## Tus instrucciones
¿Puedes reproducir sin ningún cambio las líneas de las entradas, empezando por la que contiene "I bet you can't find the cobblestone alley" y siguiendo hasta el final de las entradas, con ambos extremos incluidos?

+ + +

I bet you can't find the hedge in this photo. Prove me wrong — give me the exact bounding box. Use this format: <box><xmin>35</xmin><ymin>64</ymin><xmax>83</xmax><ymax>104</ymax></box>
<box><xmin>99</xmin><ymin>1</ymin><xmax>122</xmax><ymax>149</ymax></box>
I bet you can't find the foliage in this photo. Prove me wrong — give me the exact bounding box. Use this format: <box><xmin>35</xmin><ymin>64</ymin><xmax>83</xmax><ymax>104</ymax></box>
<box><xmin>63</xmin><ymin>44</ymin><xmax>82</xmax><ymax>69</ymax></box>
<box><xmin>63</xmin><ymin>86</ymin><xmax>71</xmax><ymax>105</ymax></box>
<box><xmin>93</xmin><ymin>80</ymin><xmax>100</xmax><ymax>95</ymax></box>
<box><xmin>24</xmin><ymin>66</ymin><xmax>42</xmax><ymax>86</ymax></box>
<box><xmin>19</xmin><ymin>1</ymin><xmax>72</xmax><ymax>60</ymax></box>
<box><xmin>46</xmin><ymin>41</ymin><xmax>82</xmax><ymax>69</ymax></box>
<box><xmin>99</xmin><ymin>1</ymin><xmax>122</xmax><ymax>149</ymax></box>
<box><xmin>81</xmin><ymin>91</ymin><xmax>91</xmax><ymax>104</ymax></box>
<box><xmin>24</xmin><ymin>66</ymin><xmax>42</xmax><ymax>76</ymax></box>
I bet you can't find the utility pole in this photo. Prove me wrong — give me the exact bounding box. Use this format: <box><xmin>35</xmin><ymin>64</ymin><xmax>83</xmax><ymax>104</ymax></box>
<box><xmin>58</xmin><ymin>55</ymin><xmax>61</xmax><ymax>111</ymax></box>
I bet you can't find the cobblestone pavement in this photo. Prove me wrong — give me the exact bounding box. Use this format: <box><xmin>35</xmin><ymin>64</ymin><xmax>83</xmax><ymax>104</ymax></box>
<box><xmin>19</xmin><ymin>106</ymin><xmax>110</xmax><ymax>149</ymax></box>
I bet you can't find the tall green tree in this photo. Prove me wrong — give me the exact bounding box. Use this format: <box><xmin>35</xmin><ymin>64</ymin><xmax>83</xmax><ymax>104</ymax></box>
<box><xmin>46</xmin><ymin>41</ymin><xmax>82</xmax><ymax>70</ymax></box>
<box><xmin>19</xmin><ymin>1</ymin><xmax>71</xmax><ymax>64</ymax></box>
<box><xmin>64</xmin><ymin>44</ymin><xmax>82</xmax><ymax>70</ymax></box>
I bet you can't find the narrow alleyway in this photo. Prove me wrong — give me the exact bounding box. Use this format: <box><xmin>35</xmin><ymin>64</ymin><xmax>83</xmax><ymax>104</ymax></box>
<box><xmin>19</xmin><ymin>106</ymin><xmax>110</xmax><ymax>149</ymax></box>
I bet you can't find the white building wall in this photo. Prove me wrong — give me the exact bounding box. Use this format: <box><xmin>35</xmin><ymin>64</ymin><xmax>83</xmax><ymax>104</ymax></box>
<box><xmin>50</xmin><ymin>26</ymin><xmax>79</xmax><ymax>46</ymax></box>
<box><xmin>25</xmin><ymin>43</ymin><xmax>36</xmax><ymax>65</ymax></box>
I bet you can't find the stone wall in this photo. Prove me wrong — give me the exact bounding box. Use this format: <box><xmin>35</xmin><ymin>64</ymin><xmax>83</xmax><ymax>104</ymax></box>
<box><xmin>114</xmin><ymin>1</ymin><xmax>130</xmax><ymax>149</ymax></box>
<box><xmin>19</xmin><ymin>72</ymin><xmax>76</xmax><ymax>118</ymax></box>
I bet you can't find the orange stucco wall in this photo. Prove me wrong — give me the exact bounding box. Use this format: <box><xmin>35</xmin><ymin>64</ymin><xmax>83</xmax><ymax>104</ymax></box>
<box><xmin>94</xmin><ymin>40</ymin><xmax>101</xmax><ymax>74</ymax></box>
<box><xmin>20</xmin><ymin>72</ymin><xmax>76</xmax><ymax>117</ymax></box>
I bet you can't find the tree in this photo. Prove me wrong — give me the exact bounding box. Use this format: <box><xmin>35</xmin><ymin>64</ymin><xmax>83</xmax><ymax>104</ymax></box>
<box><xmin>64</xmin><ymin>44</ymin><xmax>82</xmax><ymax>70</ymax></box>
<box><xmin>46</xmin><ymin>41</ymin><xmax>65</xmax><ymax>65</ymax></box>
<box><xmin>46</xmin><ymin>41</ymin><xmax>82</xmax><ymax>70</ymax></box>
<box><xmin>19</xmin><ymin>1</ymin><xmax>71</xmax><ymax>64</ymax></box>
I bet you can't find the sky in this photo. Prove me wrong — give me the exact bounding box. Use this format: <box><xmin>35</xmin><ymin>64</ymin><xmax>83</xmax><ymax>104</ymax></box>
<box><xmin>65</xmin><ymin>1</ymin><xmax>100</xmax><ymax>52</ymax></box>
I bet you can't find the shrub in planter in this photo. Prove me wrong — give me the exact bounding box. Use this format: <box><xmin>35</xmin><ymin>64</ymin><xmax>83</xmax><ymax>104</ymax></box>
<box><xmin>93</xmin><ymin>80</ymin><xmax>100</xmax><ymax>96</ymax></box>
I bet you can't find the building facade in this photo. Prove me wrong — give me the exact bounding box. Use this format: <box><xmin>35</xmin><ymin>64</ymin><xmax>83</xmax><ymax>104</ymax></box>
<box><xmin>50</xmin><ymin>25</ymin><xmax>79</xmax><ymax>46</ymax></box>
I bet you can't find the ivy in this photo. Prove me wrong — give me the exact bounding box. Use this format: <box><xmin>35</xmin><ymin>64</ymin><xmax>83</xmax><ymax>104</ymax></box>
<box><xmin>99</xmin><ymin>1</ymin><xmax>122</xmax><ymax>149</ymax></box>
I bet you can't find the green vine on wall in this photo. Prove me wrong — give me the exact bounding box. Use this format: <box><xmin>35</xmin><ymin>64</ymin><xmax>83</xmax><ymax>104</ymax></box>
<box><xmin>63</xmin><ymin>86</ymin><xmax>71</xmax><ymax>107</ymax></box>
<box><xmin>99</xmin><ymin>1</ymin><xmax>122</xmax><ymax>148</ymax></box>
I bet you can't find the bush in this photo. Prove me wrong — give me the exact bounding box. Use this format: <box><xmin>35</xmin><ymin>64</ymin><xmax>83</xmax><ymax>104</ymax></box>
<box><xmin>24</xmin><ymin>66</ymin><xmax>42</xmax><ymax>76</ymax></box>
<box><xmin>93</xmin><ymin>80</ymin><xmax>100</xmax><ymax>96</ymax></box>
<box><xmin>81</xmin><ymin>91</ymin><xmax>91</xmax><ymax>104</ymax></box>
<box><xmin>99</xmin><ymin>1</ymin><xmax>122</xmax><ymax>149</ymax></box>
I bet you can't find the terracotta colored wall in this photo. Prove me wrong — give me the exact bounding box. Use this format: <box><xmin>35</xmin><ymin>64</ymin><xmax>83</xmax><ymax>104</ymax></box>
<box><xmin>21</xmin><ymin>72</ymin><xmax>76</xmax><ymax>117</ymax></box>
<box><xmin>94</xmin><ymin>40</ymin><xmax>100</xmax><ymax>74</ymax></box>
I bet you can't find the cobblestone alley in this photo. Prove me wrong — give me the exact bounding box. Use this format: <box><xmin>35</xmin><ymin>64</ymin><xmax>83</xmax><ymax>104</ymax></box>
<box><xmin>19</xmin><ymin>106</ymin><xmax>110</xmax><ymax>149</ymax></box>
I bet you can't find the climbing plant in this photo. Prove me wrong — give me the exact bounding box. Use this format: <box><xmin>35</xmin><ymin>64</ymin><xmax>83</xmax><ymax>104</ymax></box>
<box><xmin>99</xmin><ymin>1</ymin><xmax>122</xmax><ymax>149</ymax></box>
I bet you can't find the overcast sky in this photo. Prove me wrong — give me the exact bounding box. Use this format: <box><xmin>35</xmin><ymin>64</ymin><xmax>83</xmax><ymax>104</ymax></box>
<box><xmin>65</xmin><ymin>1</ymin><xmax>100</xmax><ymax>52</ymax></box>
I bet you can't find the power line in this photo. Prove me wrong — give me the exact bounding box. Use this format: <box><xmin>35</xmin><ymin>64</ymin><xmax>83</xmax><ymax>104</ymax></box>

+ + +

## Respuesta correcta
I bet you can't find the cobblestone alley in this photo. Prove me wrong — give me the exact bounding box. Use this format: <box><xmin>35</xmin><ymin>64</ymin><xmax>83</xmax><ymax>104</ymax></box>
<box><xmin>19</xmin><ymin>106</ymin><xmax>110</xmax><ymax>149</ymax></box>
I bet you can't find the climbing plant in this photo. Prove me wrong — give me the exact bounding box. Use this format: <box><xmin>35</xmin><ymin>64</ymin><xmax>83</xmax><ymax>104</ymax></box>
<box><xmin>99</xmin><ymin>1</ymin><xmax>122</xmax><ymax>149</ymax></box>
I bet you can't find the overcast sky in this photo. Prove me wrong — give me the exact bounding box. Use this format: <box><xmin>35</xmin><ymin>64</ymin><xmax>83</xmax><ymax>104</ymax></box>
<box><xmin>65</xmin><ymin>1</ymin><xmax>100</xmax><ymax>52</ymax></box>
I bet you can't find the power line in this photo. Prove me wrong — give me the exact bounding box. Use this format: <box><xmin>35</xmin><ymin>64</ymin><xmax>83</xmax><ymax>104</ymax></box>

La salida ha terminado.